=== Stored records ===
BEGIN

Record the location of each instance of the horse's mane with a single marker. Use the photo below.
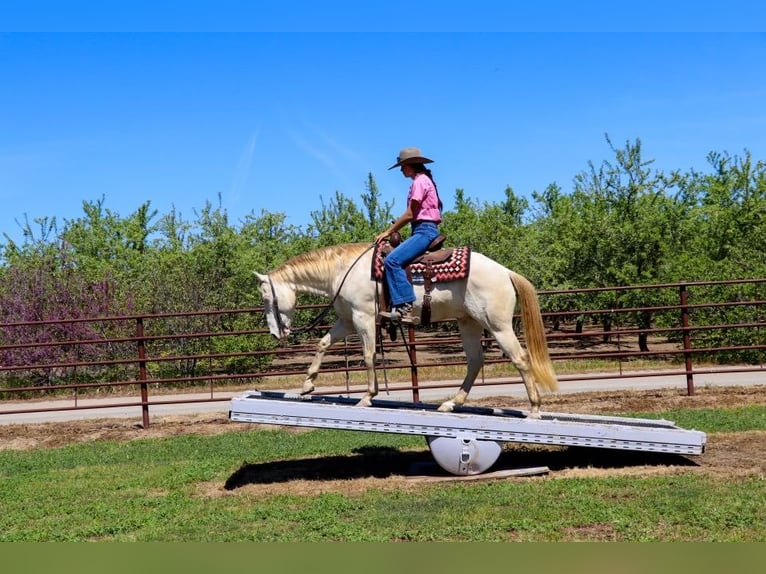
(322, 262)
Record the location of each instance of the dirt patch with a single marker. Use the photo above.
(728, 455)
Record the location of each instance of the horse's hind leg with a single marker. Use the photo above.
(510, 345)
(471, 333)
(338, 331)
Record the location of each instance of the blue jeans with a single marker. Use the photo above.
(400, 289)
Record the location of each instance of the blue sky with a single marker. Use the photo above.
(274, 120)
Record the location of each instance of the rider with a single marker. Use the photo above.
(423, 212)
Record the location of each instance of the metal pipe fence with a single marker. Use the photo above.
(593, 334)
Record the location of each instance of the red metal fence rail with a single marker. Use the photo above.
(136, 360)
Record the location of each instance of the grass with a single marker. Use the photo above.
(170, 489)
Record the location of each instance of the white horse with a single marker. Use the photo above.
(484, 300)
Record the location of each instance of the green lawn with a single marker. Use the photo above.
(175, 489)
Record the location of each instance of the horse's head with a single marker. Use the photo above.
(279, 305)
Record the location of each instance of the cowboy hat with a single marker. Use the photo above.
(410, 155)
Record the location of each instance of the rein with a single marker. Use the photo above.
(323, 313)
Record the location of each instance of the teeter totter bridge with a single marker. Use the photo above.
(467, 441)
(464, 440)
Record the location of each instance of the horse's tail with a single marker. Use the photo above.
(534, 333)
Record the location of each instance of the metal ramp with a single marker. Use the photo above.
(469, 440)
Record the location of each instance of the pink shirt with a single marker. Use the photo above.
(423, 191)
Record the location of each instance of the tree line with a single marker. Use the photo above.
(623, 222)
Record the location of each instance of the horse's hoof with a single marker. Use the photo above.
(307, 388)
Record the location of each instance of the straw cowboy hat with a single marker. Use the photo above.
(410, 155)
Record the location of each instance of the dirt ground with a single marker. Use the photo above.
(727, 454)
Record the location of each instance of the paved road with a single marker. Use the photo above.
(431, 395)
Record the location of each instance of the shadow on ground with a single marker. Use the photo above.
(383, 462)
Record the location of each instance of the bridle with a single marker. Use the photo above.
(284, 331)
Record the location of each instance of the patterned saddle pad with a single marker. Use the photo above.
(445, 265)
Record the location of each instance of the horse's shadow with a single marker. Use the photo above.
(384, 462)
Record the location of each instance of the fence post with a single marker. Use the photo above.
(687, 339)
(142, 371)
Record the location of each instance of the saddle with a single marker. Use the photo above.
(437, 265)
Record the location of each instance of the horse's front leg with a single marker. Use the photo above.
(338, 332)
(367, 336)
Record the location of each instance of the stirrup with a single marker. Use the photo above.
(397, 316)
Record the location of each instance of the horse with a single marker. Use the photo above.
(484, 300)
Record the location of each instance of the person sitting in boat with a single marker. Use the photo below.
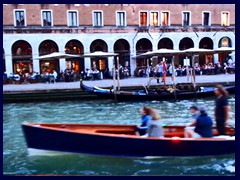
(194, 114)
(203, 126)
(142, 129)
(155, 125)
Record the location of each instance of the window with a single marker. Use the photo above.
(206, 19)
(121, 18)
(154, 19)
(47, 18)
(225, 19)
(186, 19)
(72, 18)
(19, 16)
(97, 18)
(143, 19)
(165, 18)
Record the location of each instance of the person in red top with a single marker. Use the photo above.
(164, 72)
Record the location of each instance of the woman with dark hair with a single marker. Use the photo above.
(203, 126)
(155, 125)
(145, 112)
(221, 109)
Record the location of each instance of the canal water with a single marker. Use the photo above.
(18, 160)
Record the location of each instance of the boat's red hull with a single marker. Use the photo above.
(105, 143)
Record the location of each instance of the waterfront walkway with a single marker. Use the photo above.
(132, 81)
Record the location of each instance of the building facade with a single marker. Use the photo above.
(32, 30)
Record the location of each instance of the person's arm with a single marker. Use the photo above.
(226, 109)
(193, 123)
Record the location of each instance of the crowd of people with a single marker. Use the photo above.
(179, 70)
(201, 124)
(69, 75)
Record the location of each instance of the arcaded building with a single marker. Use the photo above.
(32, 30)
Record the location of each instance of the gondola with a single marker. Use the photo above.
(121, 140)
(151, 95)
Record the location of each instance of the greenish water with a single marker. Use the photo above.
(17, 160)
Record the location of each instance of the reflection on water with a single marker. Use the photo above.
(16, 159)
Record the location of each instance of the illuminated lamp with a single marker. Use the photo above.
(176, 139)
(225, 42)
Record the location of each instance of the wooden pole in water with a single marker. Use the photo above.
(114, 81)
(194, 77)
(173, 78)
(118, 77)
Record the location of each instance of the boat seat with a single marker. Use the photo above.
(115, 131)
(173, 134)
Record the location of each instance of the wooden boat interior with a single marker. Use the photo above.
(116, 130)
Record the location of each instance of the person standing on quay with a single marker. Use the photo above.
(221, 109)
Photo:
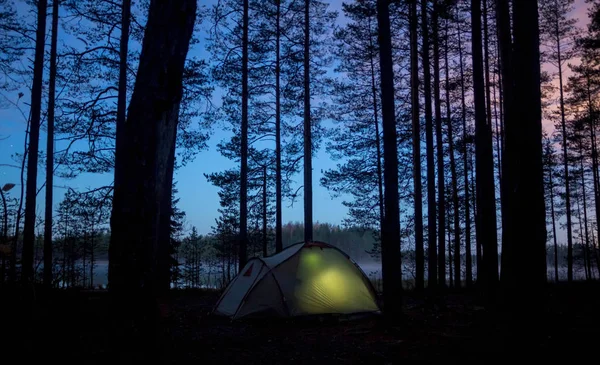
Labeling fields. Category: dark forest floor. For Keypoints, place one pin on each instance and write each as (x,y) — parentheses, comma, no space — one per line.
(74,327)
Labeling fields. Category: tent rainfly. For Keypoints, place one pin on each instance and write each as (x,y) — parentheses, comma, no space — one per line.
(304,279)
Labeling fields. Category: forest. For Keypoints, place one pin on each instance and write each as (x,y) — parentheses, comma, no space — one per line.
(460,137)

END

=== TASK STATEMENT ===
Retype each entry exactly. No pictures.

=== SOLUTION TO THE EXERCISE ===
Record the location of each instance of the horse's mane with a single marker. Use the photo below.
(322, 262)
Record the location of each instance of the dirt patch with a single marker. Use the photo above.
(728, 455)
Record the location of each instance of the horse's hind leg with a single marker. Use the photo above.
(510, 345)
(471, 333)
(338, 331)
Record the location of each instance of the blue jeans with a single marker. Use the photo above.
(400, 289)
Record the location of each instance of the blue sky with a single marker. Use the photo above.
(274, 120)
Record the location of each instance of the rider with a single marker. Use the photo above.
(423, 212)
Record the location of each instance of the metal pipe fence with a single marker. Use the photo above.
(593, 334)
Record the location of each instance of the red metal fence rail with a single marker. Use the photo above.
(136, 360)
Record the location of each instance of the grass with a single marker. Use the photo above.
(170, 489)
Record the location of each instance of the white horse with a single marker. Use the photo above.
(484, 300)
Record the location of each instance of the green lawn with a single marker. Use the photo above.
(175, 489)
Record the location of each instance of the horse's head with a single marker. Use the photo above.
(279, 305)
Record the location of each instance of the cowboy hat with a single marker. Use the photo above.
(410, 155)
Record the location of each instance of the rein with a single marker. Use the photo above.
(323, 313)
Record the location of each instance of the teeter totter bridge with a single marker. Use the photo above.
(467, 441)
(464, 440)
Record the location of each instance of the horse's tail with a single marker. Use the photo above.
(534, 333)
Record the location of each instance of the metal ramp with a single marker. Use the photo above.
(469, 440)
Record the location of each instance of the pink shirt with a single marker. Use the photo above.
(423, 191)
Record the location of each instance of the tree line with a single marker. Use the photo above.
(623, 222)
Record the location of each instance of the horse's hoof with a single marker. Use the photo above.
(307, 388)
Record the location of each instance of the straw cowboy hat with a single marker. Use the photo above.
(410, 155)
Record the location of each instance of the dirt ground with a single marker. Use the photo above.
(727, 454)
Record the location of each instance of the paved road with a single marker. Use the photo above.
(431, 395)
Record the location of each instance of the shadow on ground with a single marker. Use the photo above.
(383, 462)
Record the location of each instance of the bridle with a single marker. Use the photo above.
(284, 331)
Record the location of each instance of the patterned saddle pad with a single marker. Use the photo above.
(445, 265)
Record the location of each instance of the horse's shadow with a single marker. Use the photo above.
(384, 462)
Record the location of each instance of the fence post with a single marker. Use the photo above.
(687, 339)
(142, 371)
Record the location of each instance of the saddle with a single marker. Use the photo above.
(437, 265)
Record the location of each instance of the horse's front leg with a single marker. Use the photo above.
(338, 332)
(367, 336)
Record the location of each instance of the stirrup with a single marker. Use the photo above.
(397, 316)
Record the location of each instance of the horse with a single marker. Use the photo above.
(484, 300)
Record the location of each instance of the person sitting in boat with a single marker. Use the photo below.
(194, 114)
(203, 126)
(142, 129)
(155, 125)
Record the location of each instance of the window with a single marker. Use the photo above.
(206, 19)
(121, 18)
(154, 19)
(47, 18)
(225, 19)
(186, 19)
(72, 18)
(19, 16)
(97, 18)
(143, 19)
(165, 18)
Record the location of each instance of the person in red top with a single marker. Use the photo above.
(164, 72)
Record the location of each instance of the woman with dark hair with a single marker. Use the photo above.
(203, 126)
(155, 125)
(145, 112)
(221, 109)
Record the location of each instance of the canal water with a single marker. Use the photo above.
(18, 160)
Record the location of each instance of the boat's red hull with a single marker. Use the photo above.
(105, 143)
Record the location of each instance of the waterfront walkway with a single marker. Use the photo above.
(132, 81)
Record the location of each instance of the building facade with a single marker. Use the photo above.
(32, 30)
Record the location of each instance of the person's arm with a single marker. Use the photo above.
(226, 109)
(193, 123)
Record the location of each instance of the crowd of people with a single marker. Use the photo above.
(179, 70)
(201, 124)
(69, 75)
Record the location of each instance of the arcaded building with a single marker. Use the photo above.
(32, 30)
Record the location of each instance of the gondola with a single marker. Use the photo above.
(121, 140)
(151, 95)
Record the location of each instance of the greenish water with a single marker. Use the photo above.
(17, 160)
Record the location of each instance of the reflection on water with a single marker. Use the photo above.
(16, 159)
Record the location of each instance of the illuminated lamp with a single marker. Use the photo above.
(176, 139)
(225, 42)
Record the location of each instance of the wooden pole in water with a single marker. Use the photo above.
(114, 81)
(194, 77)
(173, 78)
(118, 77)
Record the location of each instance of the boat seat with a single marker. Use the photo above.
(115, 131)
(173, 134)
Record the location of each instance of the wooden boat interior with a single marker. Use the photo above.
(116, 130)
Record the location of each instance of the person standing on quay with a single marker. Use the photo above.
(221, 109)
Photo:
Labeling fields. Category: dark forest floor. For Keypoints, place one pin on each instance and write each as (x,y) — parentheses, comma, no space — one per line.
(74,327)
Labeling fields. Category: tent rainfly. For Keypoints, place one pin on each instance and write each as (x,y) — parentheses, comma, no space — one per line.
(304,279)
Labeling fields. Category: forest. For Keypoints, place one pin on each instance and write each as (x,y) — parentheses, comma, no space — one per line.
(460,137)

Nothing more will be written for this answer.